>> Begin

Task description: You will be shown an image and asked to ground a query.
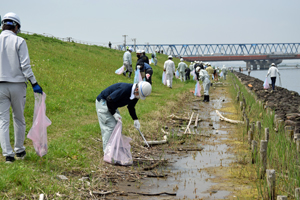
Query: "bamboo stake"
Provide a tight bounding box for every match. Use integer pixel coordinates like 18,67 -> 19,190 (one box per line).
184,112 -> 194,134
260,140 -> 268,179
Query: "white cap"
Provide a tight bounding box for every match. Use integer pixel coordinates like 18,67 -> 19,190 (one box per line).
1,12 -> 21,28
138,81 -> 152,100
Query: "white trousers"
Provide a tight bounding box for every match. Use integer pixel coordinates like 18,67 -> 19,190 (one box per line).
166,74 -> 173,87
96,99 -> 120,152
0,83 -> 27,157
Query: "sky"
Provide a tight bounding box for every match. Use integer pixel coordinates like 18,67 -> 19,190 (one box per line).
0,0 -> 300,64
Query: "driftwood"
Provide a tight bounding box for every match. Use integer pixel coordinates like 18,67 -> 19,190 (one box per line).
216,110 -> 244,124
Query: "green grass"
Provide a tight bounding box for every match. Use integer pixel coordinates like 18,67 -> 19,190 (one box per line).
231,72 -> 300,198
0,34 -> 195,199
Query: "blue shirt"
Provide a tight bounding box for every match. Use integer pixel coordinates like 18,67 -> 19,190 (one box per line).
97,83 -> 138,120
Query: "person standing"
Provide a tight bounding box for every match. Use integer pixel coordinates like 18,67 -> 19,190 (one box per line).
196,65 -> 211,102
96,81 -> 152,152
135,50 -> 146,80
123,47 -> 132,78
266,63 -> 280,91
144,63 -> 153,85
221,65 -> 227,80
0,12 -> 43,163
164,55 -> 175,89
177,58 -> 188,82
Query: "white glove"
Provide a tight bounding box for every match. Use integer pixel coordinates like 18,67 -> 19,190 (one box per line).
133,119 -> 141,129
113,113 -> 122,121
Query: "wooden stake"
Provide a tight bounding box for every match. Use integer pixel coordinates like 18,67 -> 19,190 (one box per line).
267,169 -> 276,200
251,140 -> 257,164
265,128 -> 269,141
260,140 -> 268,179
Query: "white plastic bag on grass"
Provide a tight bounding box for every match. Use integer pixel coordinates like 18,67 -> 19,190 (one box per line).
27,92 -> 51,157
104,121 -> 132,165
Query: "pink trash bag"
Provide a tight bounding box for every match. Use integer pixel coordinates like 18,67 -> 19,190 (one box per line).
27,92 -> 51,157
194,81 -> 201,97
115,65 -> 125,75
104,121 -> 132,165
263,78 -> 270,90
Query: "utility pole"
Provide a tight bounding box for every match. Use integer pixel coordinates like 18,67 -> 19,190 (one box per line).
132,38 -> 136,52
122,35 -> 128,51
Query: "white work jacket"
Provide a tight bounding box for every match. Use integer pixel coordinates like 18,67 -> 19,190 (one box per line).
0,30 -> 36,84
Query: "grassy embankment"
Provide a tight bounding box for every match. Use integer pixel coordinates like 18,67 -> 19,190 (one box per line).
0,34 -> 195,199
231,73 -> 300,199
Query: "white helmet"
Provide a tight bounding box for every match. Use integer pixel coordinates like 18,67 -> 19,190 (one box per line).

>> End

- [Task requirements]: Echo all of the records above line for line, with no changes, and leave out the picture.

- [Exercise result]:
Task description: You will be shown an image and asked to ground a query.
Query: "bamboo stake"
Provide a tight bounding box for every match. Use integer pixel coordinates like 18,67 -> 19,190 (one box per line).
184,112 -> 194,134
260,140 -> 268,179
Query: "white cap"
Provide a tight bounding box for every match. Use integer pixel coordinates like 18,67 -> 19,190 (one box per line).
1,12 -> 21,28
138,81 -> 152,100
Query: "white trousers"
Provide a tight bounding box for every match. Use integer pixel coordinates like 18,67 -> 19,190 (one box per line).
166,74 -> 173,87
96,99 -> 120,152
0,83 -> 27,157
Query: "sky"
Provide a tight bounding box for every match. Use integer pixel coordinates like 18,67 -> 19,190 (one box per line).
0,0 -> 300,64
Query: "driftwood"
Provide a tight bounding box for every match. Use integer pixel coordinates like 18,67 -> 19,190 (one box per line).
216,110 -> 244,124
Query: "green grass"
Provide a tight bounding box for every match. Use integer pixel coordinates like 18,67 -> 19,190 (one box per line).
231,72 -> 300,198
0,34 -> 195,199
Query: "blue shirt"
Provide a tight bounding box for every match. Use integer pixel coordinates like 18,67 -> 19,190 (one box per line).
97,83 -> 138,120
Query: "person standing"
Provide a tight bounding box for every match. Use integer pixel coordinates like 18,67 -> 19,190 (one box per line).
196,65 -> 211,102
96,81 -> 152,152
135,50 -> 146,80
123,47 -> 132,78
266,63 -> 280,91
144,63 -> 153,85
221,65 -> 227,80
0,12 -> 43,163
164,55 -> 175,89
177,58 -> 188,82
Query: "white glove"
Provide a tight bounding box for every match. Use integer pixel coordinates like 18,67 -> 19,190 (one box per line).
133,119 -> 141,129
113,113 -> 122,121
Query: "wooden stake"
Provide a tight bounding box for every match. Use integer pixel coordinates like 18,67 -> 19,190 (one box per line).
267,169 -> 276,200
251,140 -> 257,164
265,128 -> 269,141
260,140 -> 268,179
Query: "white plastic bag on grass"
Provide a tight bounding box for every match. Use integer pixel coordinates like 18,67 -> 19,190 (one box per line).
27,92 -> 51,157
104,121 -> 132,165
Query: "pink trash bag"
Provide a tight bounding box for every match. Use integer pixel coordinates like 18,67 -> 19,190 (one box per line).
27,92 -> 51,157
194,81 -> 201,97
115,65 -> 125,75
104,121 -> 132,165
263,78 -> 270,90
Query: "utility pole"
Provide a tight bounding box for every match. Use integer pixel coordinates like 18,67 -> 19,190 (one box per line).
132,38 -> 136,52
122,35 -> 128,51
Query: "white work jacket"
Provide a tight bounding box for every match. Use integer pixel coordinates like 18,67 -> 19,190 (one box per line).
0,30 -> 36,84
Query: "grassy embankment"
Provide a tight bounding box for every match. Use integer pixel coordinates like 18,67 -> 19,190 (one box per line).
0,34 -> 195,199
231,73 -> 300,199
Query: "white helmet"
Provide a tight bounding box for every match. Use integer pixel coordinates like 18,67 -> 19,190 (one box per line).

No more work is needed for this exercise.